• Data for the task:
━━━━

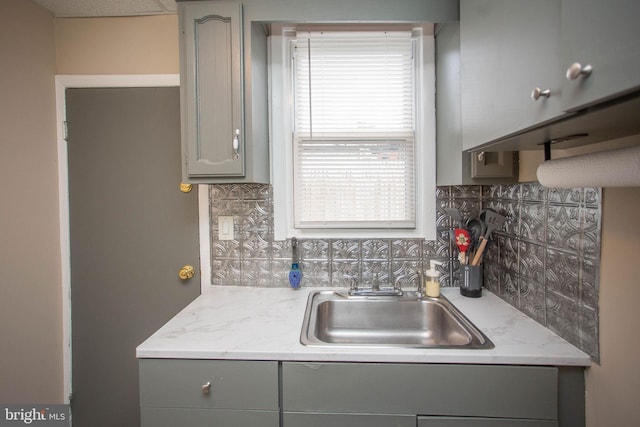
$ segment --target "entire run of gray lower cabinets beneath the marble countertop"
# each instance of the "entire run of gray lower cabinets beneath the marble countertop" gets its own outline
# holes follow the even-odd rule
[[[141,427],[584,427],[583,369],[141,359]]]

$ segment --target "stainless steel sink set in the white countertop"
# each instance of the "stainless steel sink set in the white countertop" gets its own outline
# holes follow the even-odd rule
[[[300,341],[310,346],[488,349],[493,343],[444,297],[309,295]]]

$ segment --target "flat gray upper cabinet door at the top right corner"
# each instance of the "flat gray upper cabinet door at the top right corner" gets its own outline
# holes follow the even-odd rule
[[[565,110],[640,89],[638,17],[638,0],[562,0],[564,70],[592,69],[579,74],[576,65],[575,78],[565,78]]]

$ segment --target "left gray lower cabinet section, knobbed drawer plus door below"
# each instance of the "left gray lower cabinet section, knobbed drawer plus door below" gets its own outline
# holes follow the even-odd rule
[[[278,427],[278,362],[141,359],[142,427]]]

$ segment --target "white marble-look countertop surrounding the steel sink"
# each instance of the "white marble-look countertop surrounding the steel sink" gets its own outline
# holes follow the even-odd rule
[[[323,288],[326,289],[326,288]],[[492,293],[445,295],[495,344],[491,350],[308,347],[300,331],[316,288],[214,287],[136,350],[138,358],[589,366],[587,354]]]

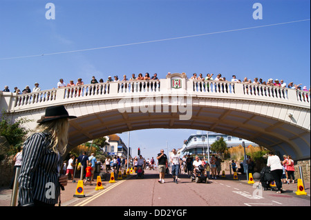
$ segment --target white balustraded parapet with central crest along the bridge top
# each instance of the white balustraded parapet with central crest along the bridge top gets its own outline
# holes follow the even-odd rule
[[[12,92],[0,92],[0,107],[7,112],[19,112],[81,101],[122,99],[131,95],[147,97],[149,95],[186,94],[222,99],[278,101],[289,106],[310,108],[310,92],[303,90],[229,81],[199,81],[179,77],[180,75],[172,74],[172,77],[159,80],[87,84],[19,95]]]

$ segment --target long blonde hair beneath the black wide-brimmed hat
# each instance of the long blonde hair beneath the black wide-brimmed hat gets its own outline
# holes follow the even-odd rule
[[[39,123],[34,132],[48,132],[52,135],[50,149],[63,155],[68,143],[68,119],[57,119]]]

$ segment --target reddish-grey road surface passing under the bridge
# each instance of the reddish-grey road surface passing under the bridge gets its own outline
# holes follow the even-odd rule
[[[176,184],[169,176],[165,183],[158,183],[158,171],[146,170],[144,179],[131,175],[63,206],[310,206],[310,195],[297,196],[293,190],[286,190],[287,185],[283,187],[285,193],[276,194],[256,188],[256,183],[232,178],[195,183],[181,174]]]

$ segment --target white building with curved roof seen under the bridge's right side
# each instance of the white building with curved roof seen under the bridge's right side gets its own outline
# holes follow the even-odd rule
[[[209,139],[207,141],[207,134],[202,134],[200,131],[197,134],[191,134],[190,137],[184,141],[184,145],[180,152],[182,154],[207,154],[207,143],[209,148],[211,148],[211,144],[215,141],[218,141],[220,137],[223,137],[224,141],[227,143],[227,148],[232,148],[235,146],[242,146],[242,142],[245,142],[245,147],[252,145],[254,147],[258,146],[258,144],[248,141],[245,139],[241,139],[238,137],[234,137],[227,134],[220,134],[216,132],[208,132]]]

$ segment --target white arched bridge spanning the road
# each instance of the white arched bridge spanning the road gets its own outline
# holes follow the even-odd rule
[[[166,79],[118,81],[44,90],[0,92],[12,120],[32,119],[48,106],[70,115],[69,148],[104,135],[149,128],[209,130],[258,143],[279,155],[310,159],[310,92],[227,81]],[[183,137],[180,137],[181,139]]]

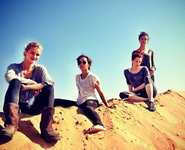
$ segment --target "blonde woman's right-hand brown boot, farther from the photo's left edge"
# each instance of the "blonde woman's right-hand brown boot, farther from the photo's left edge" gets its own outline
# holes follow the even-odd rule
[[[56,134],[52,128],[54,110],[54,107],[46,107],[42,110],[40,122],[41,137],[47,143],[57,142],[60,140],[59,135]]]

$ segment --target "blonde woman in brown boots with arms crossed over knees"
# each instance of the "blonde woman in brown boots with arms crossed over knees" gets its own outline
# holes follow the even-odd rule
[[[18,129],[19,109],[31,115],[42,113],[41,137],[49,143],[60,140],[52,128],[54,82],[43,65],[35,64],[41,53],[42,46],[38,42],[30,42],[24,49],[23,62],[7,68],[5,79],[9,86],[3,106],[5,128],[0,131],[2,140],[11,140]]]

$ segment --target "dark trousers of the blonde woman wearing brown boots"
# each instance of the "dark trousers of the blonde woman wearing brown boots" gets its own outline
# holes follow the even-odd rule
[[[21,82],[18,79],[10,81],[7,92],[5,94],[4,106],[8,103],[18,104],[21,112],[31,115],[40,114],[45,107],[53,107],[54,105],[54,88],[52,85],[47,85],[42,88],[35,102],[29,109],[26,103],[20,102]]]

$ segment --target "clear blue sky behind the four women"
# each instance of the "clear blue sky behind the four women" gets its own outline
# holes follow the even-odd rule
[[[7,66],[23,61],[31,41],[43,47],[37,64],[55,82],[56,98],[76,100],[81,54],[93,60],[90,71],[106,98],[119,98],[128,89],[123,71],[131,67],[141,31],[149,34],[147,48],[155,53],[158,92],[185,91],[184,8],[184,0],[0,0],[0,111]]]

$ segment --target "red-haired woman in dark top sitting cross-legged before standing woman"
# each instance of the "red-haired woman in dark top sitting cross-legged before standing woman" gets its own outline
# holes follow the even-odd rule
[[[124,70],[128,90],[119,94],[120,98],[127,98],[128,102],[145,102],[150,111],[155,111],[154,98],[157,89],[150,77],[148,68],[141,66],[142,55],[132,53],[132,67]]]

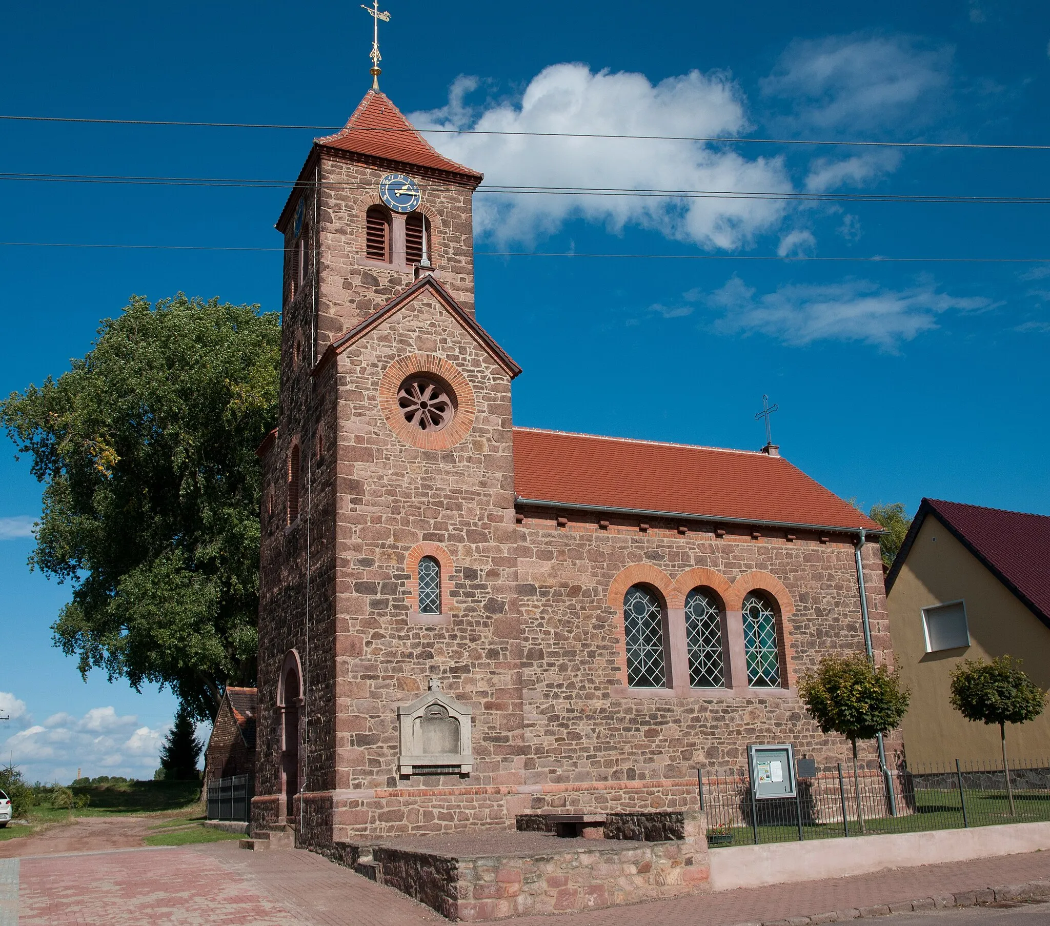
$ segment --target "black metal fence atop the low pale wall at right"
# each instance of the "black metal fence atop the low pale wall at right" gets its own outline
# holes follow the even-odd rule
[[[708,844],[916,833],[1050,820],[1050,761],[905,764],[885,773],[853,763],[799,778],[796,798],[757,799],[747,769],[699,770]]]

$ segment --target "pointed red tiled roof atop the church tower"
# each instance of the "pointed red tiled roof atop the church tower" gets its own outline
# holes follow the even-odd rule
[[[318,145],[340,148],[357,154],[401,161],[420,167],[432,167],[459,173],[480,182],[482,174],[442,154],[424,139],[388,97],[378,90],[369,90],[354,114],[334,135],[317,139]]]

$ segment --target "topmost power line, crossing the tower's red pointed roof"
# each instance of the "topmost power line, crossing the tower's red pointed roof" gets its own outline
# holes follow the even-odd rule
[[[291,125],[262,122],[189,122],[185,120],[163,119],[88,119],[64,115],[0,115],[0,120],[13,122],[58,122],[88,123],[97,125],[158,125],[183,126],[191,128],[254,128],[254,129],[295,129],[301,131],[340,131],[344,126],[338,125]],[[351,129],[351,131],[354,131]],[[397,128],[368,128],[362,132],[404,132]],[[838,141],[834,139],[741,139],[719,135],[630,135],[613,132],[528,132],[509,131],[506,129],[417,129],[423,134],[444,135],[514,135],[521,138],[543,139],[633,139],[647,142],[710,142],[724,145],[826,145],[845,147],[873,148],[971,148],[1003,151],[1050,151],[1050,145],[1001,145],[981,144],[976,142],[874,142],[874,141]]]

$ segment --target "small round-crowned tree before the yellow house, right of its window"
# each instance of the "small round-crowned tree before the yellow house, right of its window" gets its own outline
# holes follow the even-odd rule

━━━━

• Task item: Word for word, restate the records above and drop the pictures.

• Finished task:
$ segment --target "entire run of gray lower cabinets beneath the marble countertop"
# each instance of the "entire run of gray lower cabinets beneath the marble countertop" gets its own outline
# holes follow the even-odd rule
[[[141,427],[584,427],[583,369],[141,359]]]

$ segment --target "stainless steel sink set in the white countertop"
# each instance of the "stainless steel sink set in the white countertop" gets its own outline
# holes follow the even-odd rule
[[[300,341],[310,346],[488,349],[493,343],[444,297],[309,295]]]

$ segment --target "flat gray upper cabinet door at the top right corner"
# each instance of the "flat gray upper cabinet door at the top right corner" gets its own outline
# holes follow the even-odd rule
[[[565,110],[640,89],[638,17],[638,0],[562,0],[564,70],[592,69],[579,74],[576,65],[575,78],[565,78]]]

$ segment --target "left gray lower cabinet section, knobbed drawer plus door below"
# each instance of the "left gray lower cabinet section, knobbed drawer plus door below" gets its own outline
# holes follow the even-odd rule
[[[278,427],[278,362],[141,359],[142,427]]]

$ segment --target "white marble-look countertop surrounding the steel sink"
# each instance of the "white marble-look countertop surrounding the steel sink" gets its own outline
# holes follow the even-odd rule
[[[323,288],[326,289],[326,288]],[[492,293],[445,295],[495,344],[491,350],[308,347],[300,331],[316,288],[214,287],[136,350],[138,358],[589,366],[587,354]]]

$ segment --target white balustraded parapet with central crest along the bridge top
# each instance of the white balustraded parapet with central crest along the bridge top gets its own outline
# holes follow the even-odd rule
[[[12,92],[0,92],[0,107],[7,112],[19,112],[81,101],[122,99],[131,95],[147,97],[149,95],[186,94],[222,99],[278,101],[289,106],[310,108],[310,92],[303,90],[229,81],[199,81],[179,77],[180,75],[172,74],[172,77],[159,80],[87,84],[19,95]]]

$ segment --target long blonde hair beneath the black wide-brimmed hat
# each instance of the long blonde hair beneath the black wide-brimmed hat gets its own outline
# holes follow the even-odd rule
[[[39,123],[34,132],[48,132],[52,135],[50,149],[63,155],[68,143],[68,119],[57,119]]]

$ segment --target reddish-grey road surface passing under the bridge
# each instance of the reddish-grey road surface passing under the bridge gets its own outline
# holes follow the even-odd rule
[[[176,184],[169,176],[165,183],[158,183],[158,171],[146,170],[144,179],[131,175],[63,206],[310,206],[310,195],[297,196],[293,190],[286,190],[287,185],[283,187],[285,193],[276,194],[256,188],[256,183],[232,178],[195,183],[181,174]]]

$ segment --target white building with curved roof seen under the bridge's right side
# each instance of the white building with curved roof seen under the bridge's right side gets its own outline
# holes follow the even-odd rule
[[[209,139],[207,141],[207,134],[202,134],[200,131],[197,134],[191,134],[190,137],[184,141],[184,145],[180,152],[182,154],[207,154],[207,143],[209,148],[211,148],[211,144],[215,141],[218,141],[220,137],[223,137],[224,141],[227,143],[227,148],[232,148],[235,146],[242,146],[242,142],[245,142],[245,147],[252,145],[254,147],[258,146],[258,144],[248,141],[245,139],[241,139],[238,137],[234,137],[227,134],[220,134],[216,132],[208,132]]]

$ segment --target white arched bridge spanning the road
# each instance of the white arched bridge spanning the road gets its own outline
# holes follow the even-odd rule
[[[166,79],[118,81],[44,90],[0,92],[12,120],[32,119],[48,106],[70,115],[69,148],[104,135],[149,128],[209,130],[258,143],[279,155],[310,159],[310,92],[227,81]],[[183,137],[180,137],[181,139]]]

$ segment --target "blonde woman's right-hand brown boot, farther from the photo's left edge"
# each instance of the "blonde woman's right-hand brown boot, farther from the photo's left edge" gets its own outline
# holes follow the even-odd rule
[[[56,134],[52,128],[54,110],[54,107],[46,107],[42,110],[40,122],[41,137],[47,143],[57,142],[60,140],[59,135]]]

$ segment --target "blonde woman in brown boots with arms crossed over knees"
# each instance of the "blonde woman in brown boots with arms crossed over knees" gets its own outline
# holes follow the even-odd rule
[[[18,129],[19,109],[31,115],[42,113],[41,137],[49,143],[60,140],[52,128],[54,82],[43,65],[35,64],[41,53],[42,46],[38,42],[30,42],[24,49],[23,62],[7,68],[5,79],[9,86],[3,106],[5,128],[0,131],[2,140],[11,140]]]

$ segment --target "dark trousers of the blonde woman wearing brown boots"
# each instance of the "dark trousers of the blonde woman wearing brown boots" gets its own outline
# holes follow the even-odd rule
[[[21,82],[18,79],[10,81],[7,92],[5,94],[4,106],[8,103],[18,104],[21,112],[31,115],[40,114],[45,107],[53,107],[54,105],[54,88],[52,85],[47,85],[42,88],[35,102],[29,109],[26,103],[20,102]]]

$ segment --target "clear blue sky behind the four women"
# each instance of the "clear blue sky behind the four women" gets its own outline
# holes follow the even-odd rule
[[[7,66],[23,61],[31,41],[43,47],[37,64],[55,82],[56,98],[76,100],[81,54],[93,60],[90,71],[106,98],[119,98],[128,89],[123,71],[131,67],[141,31],[149,34],[147,48],[155,53],[158,92],[185,91],[184,8],[184,0],[0,0],[0,111]]]

$ segment --target "red-haired woman in dark top sitting cross-legged before standing woman"
# each instance of the "red-haired woman in dark top sitting cross-legged before standing woman" gets its own outline
# holes follow the even-odd rule
[[[124,70],[128,90],[119,94],[120,98],[127,98],[128,102],[145,102],[150,111],[155,111],[154,98],[157,89],[150,77],[148,68],[141,66],[142,55],[132,53],[132,67]]]

$ segment --target "black metal fence atop the low pale wall at right"
# each instance of the "black metal fence atop the low pale wall at right" gets its own outline
# holes follow the even-odd rule
[[[708,844],[916,833],[1050,820],[1050,761],[905,764],[885,773],[853,763],[799,778],[796,798],[757,799],[747,769],[699,770]]]

$ segment --target "pointed red tiled roof atop the church tower"
# each instance of the "pointed red tiled roof atop the church tower" gets its own outline
# holes follow the even-odd rule
[[[318,145],[340,148],[357,154],[401,161],[420,167],[432,167],[459,173],[480,182],[482,174],[442,154],[424,139],[388,97],[378,90],[369,90],[354,114],[334,135],[317,139]]]

$ segment --target "topmost power line, crossing the tower's red pointed roof"
# each instance of the "topmost power line, crossing the tower's red pointed roof" gets its own outline
# holes follow the even-odd rule
[[[291,125],[262,122],[189,122],[185,120],[163,119],[88,119],[64,115],[0,115],[0,120],[13,122],[58,122],[88,123],[97,125],[158,125],[183,126],[191,128],[254,128],[254,129],[295,129],[301,131],[340,131],[344,126],[338,125]],[[351,129],[351,131],[354,131]],[[397,128],[368,128],[362,132],[404,132]],[[838,141],[834,139],[741,139],[719,135],[630,135],[613,132],[528,132],[509,131],[506,129],[417,129],[423,134],[444,135],[514,135],[521,138],[543,139],[633,139],[647,142],[710,142],[724,145],[826,145],[845,147],[873,148],[971,148],[1003,151],[1050,151],[1050,145],[1001,145],[981,144],[976,142],[874,142],[874,141]]]

$ segment --target "small round-crowned tree before the yellow house, right of its window"
# each instance of the "small round-crowned tree before the yellow house, right of its window" gets its own outline
# holes follow the even-odd rule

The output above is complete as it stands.